### REQUIRED ACTION
Every line of the records that holds the word "Target" should be copied out.
++++ AVAILABLE DATA
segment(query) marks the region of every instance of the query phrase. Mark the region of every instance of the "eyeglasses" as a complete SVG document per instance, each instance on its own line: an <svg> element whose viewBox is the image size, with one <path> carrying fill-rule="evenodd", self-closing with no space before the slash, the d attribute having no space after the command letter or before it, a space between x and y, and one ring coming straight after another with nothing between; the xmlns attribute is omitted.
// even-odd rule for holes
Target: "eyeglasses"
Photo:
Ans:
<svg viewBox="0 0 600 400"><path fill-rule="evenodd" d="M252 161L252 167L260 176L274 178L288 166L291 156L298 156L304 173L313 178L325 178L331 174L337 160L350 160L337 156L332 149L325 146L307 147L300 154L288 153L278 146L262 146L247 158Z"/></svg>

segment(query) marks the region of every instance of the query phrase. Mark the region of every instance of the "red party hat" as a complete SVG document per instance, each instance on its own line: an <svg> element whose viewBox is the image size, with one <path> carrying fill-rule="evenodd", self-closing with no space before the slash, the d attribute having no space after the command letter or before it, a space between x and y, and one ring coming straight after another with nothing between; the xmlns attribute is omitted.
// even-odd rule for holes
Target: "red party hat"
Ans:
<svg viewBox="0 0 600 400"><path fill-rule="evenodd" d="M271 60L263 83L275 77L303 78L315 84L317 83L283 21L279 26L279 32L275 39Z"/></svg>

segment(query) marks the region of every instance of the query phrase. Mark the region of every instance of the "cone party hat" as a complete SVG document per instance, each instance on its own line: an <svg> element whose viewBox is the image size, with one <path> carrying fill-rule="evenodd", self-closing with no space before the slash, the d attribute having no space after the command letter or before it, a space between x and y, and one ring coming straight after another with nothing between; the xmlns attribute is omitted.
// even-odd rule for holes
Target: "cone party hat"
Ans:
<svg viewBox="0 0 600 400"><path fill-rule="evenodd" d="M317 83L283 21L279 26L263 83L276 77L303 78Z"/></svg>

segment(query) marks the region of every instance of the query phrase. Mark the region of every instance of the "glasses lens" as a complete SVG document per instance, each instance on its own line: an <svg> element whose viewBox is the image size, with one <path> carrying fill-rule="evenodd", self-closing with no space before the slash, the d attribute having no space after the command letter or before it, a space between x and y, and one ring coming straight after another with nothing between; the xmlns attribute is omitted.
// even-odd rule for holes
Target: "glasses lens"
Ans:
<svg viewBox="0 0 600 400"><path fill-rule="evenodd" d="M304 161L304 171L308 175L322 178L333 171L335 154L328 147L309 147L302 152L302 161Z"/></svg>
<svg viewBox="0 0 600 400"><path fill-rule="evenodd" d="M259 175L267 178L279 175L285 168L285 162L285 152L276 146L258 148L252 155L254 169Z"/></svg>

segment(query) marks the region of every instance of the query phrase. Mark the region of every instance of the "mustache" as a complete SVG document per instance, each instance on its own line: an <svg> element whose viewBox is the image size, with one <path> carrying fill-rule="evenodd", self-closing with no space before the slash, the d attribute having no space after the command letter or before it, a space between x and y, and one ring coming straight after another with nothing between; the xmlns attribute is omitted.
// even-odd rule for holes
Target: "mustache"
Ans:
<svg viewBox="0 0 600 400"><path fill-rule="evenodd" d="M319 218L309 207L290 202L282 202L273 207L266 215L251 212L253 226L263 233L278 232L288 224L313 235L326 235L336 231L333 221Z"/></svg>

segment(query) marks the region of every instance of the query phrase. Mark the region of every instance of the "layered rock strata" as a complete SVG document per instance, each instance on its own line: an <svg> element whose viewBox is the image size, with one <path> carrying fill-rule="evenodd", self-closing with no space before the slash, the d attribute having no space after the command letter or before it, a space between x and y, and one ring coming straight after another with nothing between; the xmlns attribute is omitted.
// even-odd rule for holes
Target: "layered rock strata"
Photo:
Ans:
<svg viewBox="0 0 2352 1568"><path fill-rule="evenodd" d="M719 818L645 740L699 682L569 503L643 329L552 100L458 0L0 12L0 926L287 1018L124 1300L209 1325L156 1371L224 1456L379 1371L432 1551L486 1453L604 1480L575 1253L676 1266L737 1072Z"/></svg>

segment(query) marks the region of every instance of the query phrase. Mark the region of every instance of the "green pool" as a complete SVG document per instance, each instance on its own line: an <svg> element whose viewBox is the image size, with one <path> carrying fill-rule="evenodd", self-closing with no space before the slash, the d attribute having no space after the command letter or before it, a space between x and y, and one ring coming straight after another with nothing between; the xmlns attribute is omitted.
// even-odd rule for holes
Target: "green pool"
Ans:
++++++++
### EXERCISE OUTPUT
Target: "eyeglasses"
Target: "red party hat"
Target: "cone party hat"
Target: "glasses lens"
Target: "mustache"
Target: "layered rock strata"
Target: "green pool"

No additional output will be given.